═════ PROVIDED ENTRIES ═════
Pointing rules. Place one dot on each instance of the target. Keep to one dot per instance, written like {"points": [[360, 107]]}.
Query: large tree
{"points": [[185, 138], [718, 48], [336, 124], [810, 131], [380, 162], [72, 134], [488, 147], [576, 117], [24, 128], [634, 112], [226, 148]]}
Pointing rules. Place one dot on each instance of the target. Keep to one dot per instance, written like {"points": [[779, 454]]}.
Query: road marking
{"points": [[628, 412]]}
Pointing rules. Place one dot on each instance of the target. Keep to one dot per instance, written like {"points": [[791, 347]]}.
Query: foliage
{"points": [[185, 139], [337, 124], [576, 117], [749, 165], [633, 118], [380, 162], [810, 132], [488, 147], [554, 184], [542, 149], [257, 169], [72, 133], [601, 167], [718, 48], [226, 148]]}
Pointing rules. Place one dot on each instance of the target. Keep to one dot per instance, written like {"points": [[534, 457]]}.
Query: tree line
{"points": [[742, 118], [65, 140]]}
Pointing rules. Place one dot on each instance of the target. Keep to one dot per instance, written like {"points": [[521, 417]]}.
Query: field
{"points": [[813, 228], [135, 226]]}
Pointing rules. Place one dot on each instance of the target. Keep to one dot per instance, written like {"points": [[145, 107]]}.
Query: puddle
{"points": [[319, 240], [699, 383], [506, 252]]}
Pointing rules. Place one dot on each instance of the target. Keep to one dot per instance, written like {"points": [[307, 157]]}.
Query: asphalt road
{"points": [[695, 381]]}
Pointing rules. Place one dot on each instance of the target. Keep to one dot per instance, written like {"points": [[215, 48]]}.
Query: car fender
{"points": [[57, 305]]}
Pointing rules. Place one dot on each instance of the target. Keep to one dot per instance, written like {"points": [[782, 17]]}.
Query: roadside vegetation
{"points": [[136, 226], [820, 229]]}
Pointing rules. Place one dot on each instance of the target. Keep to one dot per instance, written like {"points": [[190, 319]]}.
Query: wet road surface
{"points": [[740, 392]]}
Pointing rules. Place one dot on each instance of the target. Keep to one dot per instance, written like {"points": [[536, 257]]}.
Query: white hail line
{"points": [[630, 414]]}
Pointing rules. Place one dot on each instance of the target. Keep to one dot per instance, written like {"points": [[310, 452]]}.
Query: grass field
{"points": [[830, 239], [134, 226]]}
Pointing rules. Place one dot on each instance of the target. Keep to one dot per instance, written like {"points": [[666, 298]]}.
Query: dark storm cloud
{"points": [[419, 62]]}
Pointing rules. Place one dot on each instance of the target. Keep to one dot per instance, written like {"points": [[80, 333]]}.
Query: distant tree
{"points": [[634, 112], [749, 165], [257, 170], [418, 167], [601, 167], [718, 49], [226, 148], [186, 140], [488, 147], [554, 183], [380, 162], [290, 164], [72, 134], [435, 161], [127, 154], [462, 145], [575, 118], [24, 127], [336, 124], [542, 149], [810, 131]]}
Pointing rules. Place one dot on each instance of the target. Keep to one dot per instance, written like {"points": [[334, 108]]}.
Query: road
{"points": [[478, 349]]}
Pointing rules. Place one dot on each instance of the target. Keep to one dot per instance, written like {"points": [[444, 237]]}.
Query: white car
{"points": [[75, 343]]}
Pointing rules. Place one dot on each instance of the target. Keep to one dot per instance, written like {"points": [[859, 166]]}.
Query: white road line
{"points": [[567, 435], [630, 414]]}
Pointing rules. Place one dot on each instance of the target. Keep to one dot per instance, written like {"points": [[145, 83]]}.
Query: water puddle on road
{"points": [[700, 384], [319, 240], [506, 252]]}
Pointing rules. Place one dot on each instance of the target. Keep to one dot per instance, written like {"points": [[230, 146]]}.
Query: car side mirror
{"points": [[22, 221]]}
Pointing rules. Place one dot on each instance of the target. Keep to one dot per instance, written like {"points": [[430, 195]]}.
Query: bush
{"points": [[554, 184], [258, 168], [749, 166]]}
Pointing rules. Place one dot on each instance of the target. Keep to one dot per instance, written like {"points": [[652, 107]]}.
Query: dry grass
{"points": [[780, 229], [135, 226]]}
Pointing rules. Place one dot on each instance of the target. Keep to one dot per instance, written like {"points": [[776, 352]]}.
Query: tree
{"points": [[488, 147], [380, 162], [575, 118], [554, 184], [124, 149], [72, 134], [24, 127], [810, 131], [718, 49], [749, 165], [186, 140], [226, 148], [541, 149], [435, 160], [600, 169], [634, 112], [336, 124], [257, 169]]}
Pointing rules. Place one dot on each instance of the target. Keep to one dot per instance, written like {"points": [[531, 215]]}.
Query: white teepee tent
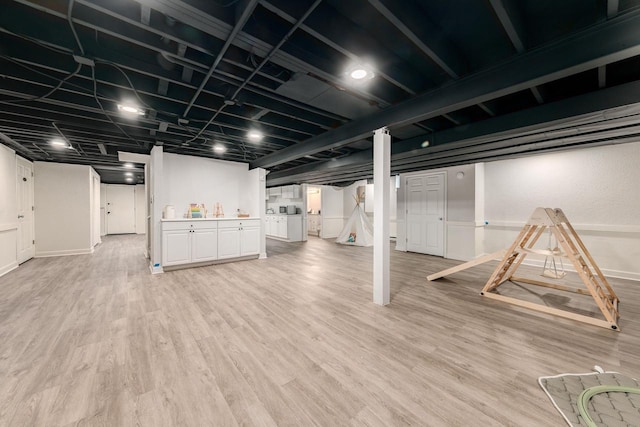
═════
■ **EXERCISE REQUIREMENTS**
Please reproduce the entries above line by line, exactly, leaving out each image.

■ **RESULT FOR THIS TASK**
Pointing rules. Place one dot on each instance of the target. Keep to one dot per instance, written like {"points": [[360, 107]]}.
Query: large tree
{"points": [[185, 138], [718, 48], [336, 124], [810, 131], [380, 162], [72, 134], [488, 147], [576, 117], [24, 128], [634, 112], [226, 148]]}
Pointing rules. Place one dot on each instance of the target. Keep to one dot per instance, written like {"points": [[779, 454]]}.
Query: road marking
{"points": [[628, 412]]}
Pointing rules. Place one dot on each instance of the target. Keep to one dot per instance, written like {"points": [[791, 347]]}.
Query: foliage
{"points": [[185, 139], [337, 124], [576, 117], [749, 165], [633, 118], [380, 162], [810, 132], [488, 147], [554, 184], [542, 149], [257, 169], [72, 133], [601, 167], [718, 48], [226, 148]]}
Pointing rules. Place one dot on each instance of the target. Keep to one dot per instance, written like {"points": [[534, 457]]}.
Query: tree line
{"points": [[742, 118], [65, 140]]}
Pointing rules. Place one dot on each instance of the target. Keep to one dot per instance, written like {"points": [[521, 417]]}.
Query: field
{"points": [[813, 228], [135, 226]]}
Pointing rules. Place one dot on each instance of the target. Keep to one dot per instance, written like {"points": [[145, 107]]}.
Query: puddle
{"points": [[319, 240], [699, 383], [506, 252]]}
Pointing rules. Place one dot on each instance of the target. Keep to one dot per instance, written like {"points": [[307, 157]]}.
Query: asphalt road
{"points": [[695, 381]]}
Pointing rules. Place one dot on each instance of the target. Keep to one dot per instance, written like {"points": [[215, 48]]}.
Query: car fender
{"points": [[57, 305]]}
Pointing rules. Place one dot on each instance of the target. Keep to one dot per instance, written like {"points": [[782, 17]]}.
Query: roadside vegetation
{"points": [[136, 226], [820, 229]]}
Pointing rules. Place one dot on each instance of the target. Keep to one dot per instance, written like {"points": [[190, 319]]}.
Query: wet road surface
{"points": [[740, 392]]}
Pointing rules. Place one dot on each instance of the target. Keep to one dot per instance, written like {"points": [[536, 257]]}.
Query: white hail line
{"points": [[630, 414]]}
Pointing rules. Place one dot on each instance of the target. Keep to one dot per instance, written like {"points": [[310, 452]]}.
Query: grass field
{"points": [[830, 239], [134, 226]]}
Pointing rules. Place one dot on each instance of the target. Keep to one dot per instance, written like {"points": [[666, 298]]}.
Query: dark storm cloud
{"points": [[419, 62]]}
Pointing rules. Place one dot on each instance of the target. Keep to one dot per instance, written like {"points": [[80, 333]]}.
Query: distant tree
{"points": [[634, 112], [749, 165], [257, 170], [418, 167], [601, 167], [718, 49], [226, 148], [186, 140], [488, 147], [554, 183], [380, 162], [290, 164], [72, 134], [435, 161], [127, 154], [462, 145], [575, 118], [24, 127], [336, 124], [542, 149], [810, 131]]}
Pointing rules. Place one dot on each instance of the target. Keep to one dot per instance, written like {"points": [[334, 108]]}.
Query: road
{"points": [[478, 349]]}
Pointing rules. Place one dot on each instance of the target. Keep to one dot per instance, written like {"points": [[444, 237]]}.
Query: white car
{"points": [[75, 343]]}
Pointing rules. Place one dot on each instance of the target. Keep to one dot per instance, written like {"points": [[859, 166]]}.
Query: white road line
{"points": [[567, 435], [630, 414]]}
Pointing rules. Place one dot on each instance of the target. Keep to one dot per instance, written like {"points": [[145, 83]]}.
Query: water puddle on road
{"points": [[700, 384], [319, 240], [506, 252]]}
Pointing rules. Place one dot on each instance of the target. Keep to one dot per instance, written like {"points": [[230, 146]]}.
Query: car side mirror
{"points": [[22, 221]]}
Pointing rules. Place one dot on each instance of the target. Keep to one dot per instance, written like {"points": [[430, 195]]}.
Query: bush
{"points": [[554, 184], [258, 168], [749, 166]]}
Pointing rules. Place one dot on each instance of the target. Keep to one dot per instance, written like {"points": [[652, 107]]}.
Query: dry grass
{"points": [[780, 229], [135, 226]]}
Pointing rules. Place one dot on each instance of the target. Keep to one dot per instance, written like {"points": [[776, 352]]}.
Query: tree
{"points": [[488, 147], [380, 162], [575, 118], [554, 184], [124, 149], [72, 134], [24, 127], [810, 131], [718, 49], [749, 165], [186, 140], [226, 148], [541, 149], [435, 160], [600, 169], [634, 112], [336, 124], [257, 169]]}
Pointing rules. Place one dot on each instance of the target. Keep to one dot per instance, written like {"points": [[531, 215]]}.
Query: white teepee tent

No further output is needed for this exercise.